Extract the lines of the records below without any change, starting at the first line of the records and ending at the line that contains "[0,1,310,190]".

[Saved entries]
════════════════

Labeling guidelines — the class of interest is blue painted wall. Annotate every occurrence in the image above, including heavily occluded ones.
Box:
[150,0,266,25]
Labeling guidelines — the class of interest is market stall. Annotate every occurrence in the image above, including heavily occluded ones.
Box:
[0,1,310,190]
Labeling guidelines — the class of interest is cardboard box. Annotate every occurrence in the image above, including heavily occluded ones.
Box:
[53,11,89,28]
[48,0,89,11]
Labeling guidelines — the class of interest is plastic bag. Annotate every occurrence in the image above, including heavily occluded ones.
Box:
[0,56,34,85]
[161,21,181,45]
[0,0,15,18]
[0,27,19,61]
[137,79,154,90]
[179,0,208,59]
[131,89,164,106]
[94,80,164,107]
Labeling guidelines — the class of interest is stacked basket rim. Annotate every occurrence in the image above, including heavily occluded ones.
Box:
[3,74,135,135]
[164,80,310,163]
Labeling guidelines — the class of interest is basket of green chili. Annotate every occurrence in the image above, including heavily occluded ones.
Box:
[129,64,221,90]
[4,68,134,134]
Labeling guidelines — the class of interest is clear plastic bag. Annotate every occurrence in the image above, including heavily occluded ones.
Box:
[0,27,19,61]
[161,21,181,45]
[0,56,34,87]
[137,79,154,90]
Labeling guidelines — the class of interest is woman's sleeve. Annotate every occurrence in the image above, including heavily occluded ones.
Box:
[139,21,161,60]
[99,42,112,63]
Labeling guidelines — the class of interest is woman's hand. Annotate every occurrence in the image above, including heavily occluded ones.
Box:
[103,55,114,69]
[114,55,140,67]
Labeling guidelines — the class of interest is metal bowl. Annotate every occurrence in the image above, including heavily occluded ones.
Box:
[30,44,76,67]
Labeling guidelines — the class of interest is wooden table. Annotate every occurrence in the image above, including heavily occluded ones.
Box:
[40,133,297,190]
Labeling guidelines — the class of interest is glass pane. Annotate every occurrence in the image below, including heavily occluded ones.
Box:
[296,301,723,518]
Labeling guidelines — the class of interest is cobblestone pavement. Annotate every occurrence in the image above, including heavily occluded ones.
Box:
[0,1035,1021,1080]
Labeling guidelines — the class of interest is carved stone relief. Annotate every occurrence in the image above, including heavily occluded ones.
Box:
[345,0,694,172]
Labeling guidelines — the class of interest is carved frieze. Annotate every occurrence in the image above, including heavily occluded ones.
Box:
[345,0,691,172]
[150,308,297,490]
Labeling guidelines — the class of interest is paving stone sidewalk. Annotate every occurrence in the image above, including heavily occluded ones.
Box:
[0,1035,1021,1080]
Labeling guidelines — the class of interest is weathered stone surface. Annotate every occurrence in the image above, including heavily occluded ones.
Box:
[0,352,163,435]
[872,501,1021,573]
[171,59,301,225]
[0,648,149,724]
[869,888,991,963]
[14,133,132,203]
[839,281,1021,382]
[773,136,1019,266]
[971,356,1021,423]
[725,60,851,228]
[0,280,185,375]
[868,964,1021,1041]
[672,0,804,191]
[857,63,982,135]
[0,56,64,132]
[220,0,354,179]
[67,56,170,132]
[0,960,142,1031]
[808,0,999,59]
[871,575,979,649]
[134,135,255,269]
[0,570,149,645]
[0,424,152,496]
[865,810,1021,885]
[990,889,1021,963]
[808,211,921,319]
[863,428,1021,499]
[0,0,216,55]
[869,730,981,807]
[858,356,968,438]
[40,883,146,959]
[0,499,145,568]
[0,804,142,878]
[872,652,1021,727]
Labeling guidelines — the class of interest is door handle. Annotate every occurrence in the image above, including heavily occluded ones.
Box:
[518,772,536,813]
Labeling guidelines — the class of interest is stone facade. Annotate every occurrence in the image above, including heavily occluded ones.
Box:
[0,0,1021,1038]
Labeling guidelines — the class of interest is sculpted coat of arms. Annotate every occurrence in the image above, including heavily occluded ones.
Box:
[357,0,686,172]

════════════════

**Complete output**
Labeling guidelines — the class of interest is blue painted wall. Annotate every occurrence in the image above, including heavily occluded ones.
Box:
[150,0,266,25]
Labeling guidelines — the class of interest is market stall. Annotate every occurrence in the image above, including heavily occluded ones.
Box:
[0,1,310,190]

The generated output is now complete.